Текст для чтения:
25 июля 1924. Вечный вопрос о собственном предназначении. Кто я, зачем, в чем моя миссия и мой смысл? Могу ли я верить в себя? Почему другие в меня не верят? Лентяй я или избранный, ждущий гласа божьего? От глубочайшего отчаяния спасет меня все тот же сияющий свет: вера в собственную чистоту и в то, что мой великий час должен прийти… Я вышел из Вагнера[49 - Здесь вкусы Геббельса и Гитлера совпадают. Фюрер финансировал знаменитые фестивали Вагнера в Байрейте и с 1936 года сделал их ежегодными.].
29 июля 1924. Нужно отказаться от всего, что называешь собственным мнением, гражданской отвагой, личностью, характером, чтобы стать какой-то величиной в этом мире протекции и карьеры. Я пока – ничто. Большой нуль… Прежние друзья избегают меня как чумы.
Кто-то из них посоветовал ему сначала самому научиться думать. Он поражен таким умалением его и яростно судит теперь обо всех прежних друзьях: «Наша золотая молодежь. Академическое юношество. Будущие вожди народа. Отпрыски буржуазии. Неудивительно, что коммунисты ненавидят буржуазию как чуму… Мой эрос болен. Я не могу даже об этом думать… Я договорюсь до отчаяния».
Истерия отчаяния возникает почти в каждой записи. Как, где и к чему приложить себя, чтобы выделиться? «Я заболеваю… Я ничего не могу предпринять для своего будущего». Культивируя отчаяние, он обволакивает себя им, оно в то же время – опора позы и самомнения.
Еще в 1919 году он начал писать роман[50 - Роман Геббельса «Михаэль» запрещен на территории Российской Федерации.], надеялся пробиться, стать писателем. «Я пишу кровью сердца свою собственную историю – “Михаэль”[51 - Написанный «кровью сердца» роман Геббельса «Михаэль» с подзаголовком «Немецкая судьба в дневниковых листках» опирался на дневник и переписку с Анкой. В итоге он был напечатан в 1929 году в центральном издательстве НСДАП в Мюнхене.]. Рассказываю все наши страдания без прикрас, так, как я это вижу… У меня расстроены нервы, я в отчаянии».

Исходные данные:
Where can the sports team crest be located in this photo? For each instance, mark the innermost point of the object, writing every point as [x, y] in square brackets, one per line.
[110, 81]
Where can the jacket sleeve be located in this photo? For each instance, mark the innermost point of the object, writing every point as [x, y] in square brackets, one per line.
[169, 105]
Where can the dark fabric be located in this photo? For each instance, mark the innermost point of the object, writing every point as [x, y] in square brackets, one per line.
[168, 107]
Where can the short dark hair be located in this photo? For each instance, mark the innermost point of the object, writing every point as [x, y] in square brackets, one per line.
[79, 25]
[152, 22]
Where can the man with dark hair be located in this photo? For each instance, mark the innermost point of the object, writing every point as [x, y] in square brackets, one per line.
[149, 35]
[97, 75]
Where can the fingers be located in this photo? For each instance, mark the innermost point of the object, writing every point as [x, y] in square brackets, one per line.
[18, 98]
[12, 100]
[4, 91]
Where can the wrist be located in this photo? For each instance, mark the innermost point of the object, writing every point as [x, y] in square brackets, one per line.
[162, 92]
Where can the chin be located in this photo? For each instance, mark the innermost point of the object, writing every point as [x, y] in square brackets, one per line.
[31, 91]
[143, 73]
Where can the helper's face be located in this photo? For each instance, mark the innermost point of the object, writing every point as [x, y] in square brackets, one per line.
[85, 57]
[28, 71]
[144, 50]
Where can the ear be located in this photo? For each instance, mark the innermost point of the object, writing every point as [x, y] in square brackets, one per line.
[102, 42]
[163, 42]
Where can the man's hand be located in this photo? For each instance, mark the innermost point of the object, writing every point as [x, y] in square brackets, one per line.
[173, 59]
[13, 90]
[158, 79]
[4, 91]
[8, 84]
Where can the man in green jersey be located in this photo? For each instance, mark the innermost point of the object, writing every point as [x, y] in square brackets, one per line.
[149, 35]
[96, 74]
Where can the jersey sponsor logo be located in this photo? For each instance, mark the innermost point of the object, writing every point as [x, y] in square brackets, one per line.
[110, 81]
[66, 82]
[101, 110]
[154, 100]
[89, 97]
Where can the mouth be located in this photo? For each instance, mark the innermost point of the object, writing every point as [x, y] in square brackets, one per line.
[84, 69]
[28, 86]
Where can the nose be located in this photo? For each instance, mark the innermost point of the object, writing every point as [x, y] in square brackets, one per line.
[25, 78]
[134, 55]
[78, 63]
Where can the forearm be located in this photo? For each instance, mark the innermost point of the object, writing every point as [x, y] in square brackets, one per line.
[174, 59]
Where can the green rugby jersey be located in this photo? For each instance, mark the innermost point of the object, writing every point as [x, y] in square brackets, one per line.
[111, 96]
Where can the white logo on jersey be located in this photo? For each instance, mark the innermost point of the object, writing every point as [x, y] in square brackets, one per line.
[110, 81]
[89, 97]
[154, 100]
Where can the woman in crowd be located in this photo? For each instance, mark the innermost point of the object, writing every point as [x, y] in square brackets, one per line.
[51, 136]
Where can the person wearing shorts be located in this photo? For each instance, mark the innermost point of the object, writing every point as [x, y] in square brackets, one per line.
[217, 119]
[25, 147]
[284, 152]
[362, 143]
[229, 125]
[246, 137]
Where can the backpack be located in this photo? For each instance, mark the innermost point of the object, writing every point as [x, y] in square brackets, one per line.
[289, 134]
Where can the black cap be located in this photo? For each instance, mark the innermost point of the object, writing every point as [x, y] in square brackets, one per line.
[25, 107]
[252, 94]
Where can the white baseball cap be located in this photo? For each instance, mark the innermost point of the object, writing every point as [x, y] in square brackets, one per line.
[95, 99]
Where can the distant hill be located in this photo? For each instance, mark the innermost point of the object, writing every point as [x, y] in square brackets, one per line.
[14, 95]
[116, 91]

Как выполнить:
Продолжите отрывок о дневнике Геббельса, начав сразу после его последнего предложения.

Ожидаемый ответ:
«Вперед! Вперед! Я хочу быть героем!» – восклицает Михаэль-Геббельс. «Я живу надеждой, что мой “Михаэль” получит приз кёльнской газеты. В Италию! О Боже! В Италию!» (15.7.1924).
Но печальный итог: «Я посылаю “Михаэля” от одного издателя к другому. Никто не берет… Это все мировая история, в которой мы живем. Что скажут внуки о нашем времени? Молчи и надейся!»
Роман не оценен, Геббельс относит это на счет пороков времени, которому еще предстоит отчитаться за это перед потомками.
Спустя годы, став видным нацистом, Геббельс, переработав рукопись, выпустил «Михаэля» в нацистском же издательстве: «Михаэль. Одна немецкая судьба, страницы дневника. Роман д-ра Йозефа Геббельса».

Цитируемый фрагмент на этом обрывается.